All records below must be retyped exactly.

Stored items:
◇ ◇ ◇
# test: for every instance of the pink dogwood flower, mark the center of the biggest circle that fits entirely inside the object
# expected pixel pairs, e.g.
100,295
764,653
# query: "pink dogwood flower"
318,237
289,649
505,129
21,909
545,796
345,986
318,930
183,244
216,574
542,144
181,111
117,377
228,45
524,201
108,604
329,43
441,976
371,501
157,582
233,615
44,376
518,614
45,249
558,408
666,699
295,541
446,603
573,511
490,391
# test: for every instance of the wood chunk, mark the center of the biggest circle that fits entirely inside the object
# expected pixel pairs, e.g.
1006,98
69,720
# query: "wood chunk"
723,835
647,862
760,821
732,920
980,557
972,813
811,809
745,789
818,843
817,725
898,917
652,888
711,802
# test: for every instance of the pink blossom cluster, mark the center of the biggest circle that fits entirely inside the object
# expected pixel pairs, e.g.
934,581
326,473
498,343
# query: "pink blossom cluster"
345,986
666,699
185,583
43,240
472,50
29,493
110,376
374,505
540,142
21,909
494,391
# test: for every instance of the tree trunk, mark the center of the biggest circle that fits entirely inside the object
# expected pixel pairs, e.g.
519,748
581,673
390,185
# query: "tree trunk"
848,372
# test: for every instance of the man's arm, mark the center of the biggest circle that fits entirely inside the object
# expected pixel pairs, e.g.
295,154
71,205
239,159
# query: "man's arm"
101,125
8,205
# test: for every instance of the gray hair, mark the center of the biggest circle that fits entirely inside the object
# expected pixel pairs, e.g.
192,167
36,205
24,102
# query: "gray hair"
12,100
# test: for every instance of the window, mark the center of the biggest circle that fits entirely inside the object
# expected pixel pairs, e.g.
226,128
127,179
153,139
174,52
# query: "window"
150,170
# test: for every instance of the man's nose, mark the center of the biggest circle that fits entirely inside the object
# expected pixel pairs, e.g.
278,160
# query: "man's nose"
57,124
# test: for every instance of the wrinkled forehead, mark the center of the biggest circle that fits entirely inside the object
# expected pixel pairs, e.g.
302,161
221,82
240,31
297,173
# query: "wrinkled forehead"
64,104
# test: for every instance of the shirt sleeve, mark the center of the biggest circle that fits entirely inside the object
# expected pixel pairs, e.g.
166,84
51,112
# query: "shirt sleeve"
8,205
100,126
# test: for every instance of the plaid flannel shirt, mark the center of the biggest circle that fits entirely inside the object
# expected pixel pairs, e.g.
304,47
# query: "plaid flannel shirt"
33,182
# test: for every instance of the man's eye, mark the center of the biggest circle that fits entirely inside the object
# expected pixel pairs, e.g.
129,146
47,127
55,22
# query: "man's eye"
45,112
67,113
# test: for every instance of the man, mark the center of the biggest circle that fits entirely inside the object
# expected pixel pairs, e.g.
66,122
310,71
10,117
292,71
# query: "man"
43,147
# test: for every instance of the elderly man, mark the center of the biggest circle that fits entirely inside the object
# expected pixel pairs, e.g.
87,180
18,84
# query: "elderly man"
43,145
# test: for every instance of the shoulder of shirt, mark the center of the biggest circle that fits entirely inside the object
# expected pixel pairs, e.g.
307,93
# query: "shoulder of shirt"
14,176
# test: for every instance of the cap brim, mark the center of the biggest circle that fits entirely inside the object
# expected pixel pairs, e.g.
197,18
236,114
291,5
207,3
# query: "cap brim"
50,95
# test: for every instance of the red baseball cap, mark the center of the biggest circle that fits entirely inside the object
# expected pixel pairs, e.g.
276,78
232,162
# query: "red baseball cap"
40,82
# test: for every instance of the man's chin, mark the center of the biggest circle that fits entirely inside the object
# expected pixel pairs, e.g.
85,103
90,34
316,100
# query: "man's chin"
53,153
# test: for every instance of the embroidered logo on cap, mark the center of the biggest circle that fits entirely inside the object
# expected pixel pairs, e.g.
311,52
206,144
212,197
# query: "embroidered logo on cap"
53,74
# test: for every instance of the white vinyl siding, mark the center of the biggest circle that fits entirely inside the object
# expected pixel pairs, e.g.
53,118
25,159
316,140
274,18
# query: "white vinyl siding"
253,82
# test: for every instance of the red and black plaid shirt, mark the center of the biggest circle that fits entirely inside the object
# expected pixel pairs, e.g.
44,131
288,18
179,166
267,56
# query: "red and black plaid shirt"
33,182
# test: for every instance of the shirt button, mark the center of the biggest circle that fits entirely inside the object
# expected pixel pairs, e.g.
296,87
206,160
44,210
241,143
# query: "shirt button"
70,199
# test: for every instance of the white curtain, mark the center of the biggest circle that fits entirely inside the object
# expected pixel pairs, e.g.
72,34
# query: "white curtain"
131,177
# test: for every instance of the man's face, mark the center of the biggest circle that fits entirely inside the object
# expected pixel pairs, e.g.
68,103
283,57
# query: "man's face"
◇ ◇ ◇
EXERCISE OUTPUT:
# test: for every instance of the pink dogwood flower, mark the center of the biggest circle that fits entirely inside the object
# expected pixel pairs, e.g.
100,295
764,653
# query: "pink dogwood flower"
318,237
289,649
505,129
21,909
545,796
345,986
318,930
183,244
216,574
542,144
181,111
117,377
228,45
524,201
108,604
329,43
441,976
371,501
157,582
233,615
44,376
518,614
45,249
558,408
666,699
295,541
446,603
573,511
490,391
# test: for every instance of the wood chunk, mark the center of the biggest circle that fits entirely inside the object
# expected pixel pairs, e.g.
1006,98
69,720
# query: "wood chunk"
723,835
647,862
760,821
732,920
980,557
972,813
811,809
745,789
818,843
817,725
898,917
652,888
711,802
# test: for every instance of the pink blossom cluster, mark the center of the biggest circle that fits entirely inside the object
# expected pixel pairs, e.g.
934,581
326,473
498,343
# query: "pink blossom cluster"
345,986
666,699
185,583
43,240
472,50
29,493
110,376
374,505
540,142
21,909
494,391
# test: for every instance of the tree trunk, mark the center of the biggest circle that fits entirely inside the object
# expected pixel pairs, e.g.
519,748
581,673
390,185
# query: "tree trunk"
848,372
# test: for every instance of the man's arm, mark the center of the biggest circle that fits entirely inside the object
# expected pixel pairs, e.g.
295,154
71,205
239,159
# query: "man's arm"
101,125
8,205
# test: for every instance of the gray hair, mark the center of the biggest circle that fits entirely inside the object
# expected pixel pairs, e.g.
192,167
36,205
24,102
# query: "gray hair"
12,100
# test: for every instance of the window, mark the center of the biggest circle that fits entirely inside the object
# expected pixel pairs, e.g.
226,128
127,179
153,139
174,52
# query: "window"
150,170
# test: for every instance of the man's nose, mark the center of the biggest circle that fits entirely inside the object
# expected pixel pairs, e.g.
278,160
# query: "man's nose"
57,124
# test: for every instance of the wrinkled forehead, mark the center of the biggest circle that fits entirely inside the object
# expected pixel pairs, e.g.
302,161
221,82
240,31
297,173
# query: "wrinkled forehead"
64,104
# test: for every instance of the shirt sleeve, mark the center of the biggest circle that fits entirely inside the object
# expected pixel pairs, e.g.
166,84
51,112
# query: "shirt sleeve"
8,205
100,126
# test: for every instance of the plaid flannel shirt, mark the center of the biggest circle that fits entirely inside the object
# expected pixel pairs, e.g.
304,47
# query: "plaid flannel shirt"
33,182
# test: for every instance of the man's eye, mark the center of the biggest circle that fits entirely inside the object
# expected pixel pairs, e.g.
129,146
47,127
55,22
# query: "man's eye"
45,112
67,113
# test: for every instance of the man, mark the center of the biggest circle that fits entirely inside the object
# expected pixel pairs, e.g.
66,122
310,71
10,117
292,71
# query: "man"
43,147
# test: for every instance of the elderly man, mark the center of the biggest circle that fits entirely inside the object
# expected pixel pairs, e.g.
87,180
18,84
# query: "elderly man"
43,145
# test: for every instance of the shoulder of shirt, mark the center of the biggest circle that fits entirely inside the object
# expected pixel pairs, e.g.
307,93
# query: "shoulder of shirt"
14,176
# test: for every instance of the cap brim, mark the center of the biggest circle that fits entirely inside the object
# expected pixel pairs, e.g.
197,18
236,114
291,5
207,3
# query: "cap brim"
50,95
# test: for every instance of the red baseball cap, mark the center of the biggest circle that fits entirely inside the object
# expected pixel pairs, e.g.
276,78
232,162
# query: "red baseball cap"
40,82
# test: for every instance of the man's chin, mark the center of the biggest circle that fits entirely inside the object
# expected pixel pairs, e.g.
85,103
90,34
316,100
# query: "man's chin"
53,153
# test: for every instance of the embroidered logo on cap, mark the center of the biggest circle that fits entirely inside the object
# expected pixel pairs, e.g.
311,52
206,144
212,197
# query: "embroidered logo on cap"
53,74
# test: for every instance of the white vinyl siding, mark the center of the biggest circle that fits entirely inside the object
# expected pixel pairs, e.g.
53,118
25,159
316,140
274,18
# query: "white vinyl siding"
253,82
# test: for every instance of the red and black plaid shirt, mark the center of the biggest circle that fits entirely inside the object
# expected pixel pairs, e.g.
44,131
288,18
179,166
267,56
# query: "red and black plaid shirt"
33,182
# test: for every instance of the shirt button, mark the center of the biggest circle that fits entirely inside the object
# expected pixel pairs, e.g.
296,87
206,160
44,210
241,143
# query: "shirt button"
70,199
# test: for every instance of the white curtain, mark the center of the biggest circle that fits entirely inside the object
# expected pixel pairs, e.g.
72,34
# query: "white curtain"
131,177
# test: for every instance of the man's face, mark the center of the biggest circle that fits entirely inside the object
# expected pixel pairs, e.g.
68,103
283,57
# query: "man's face"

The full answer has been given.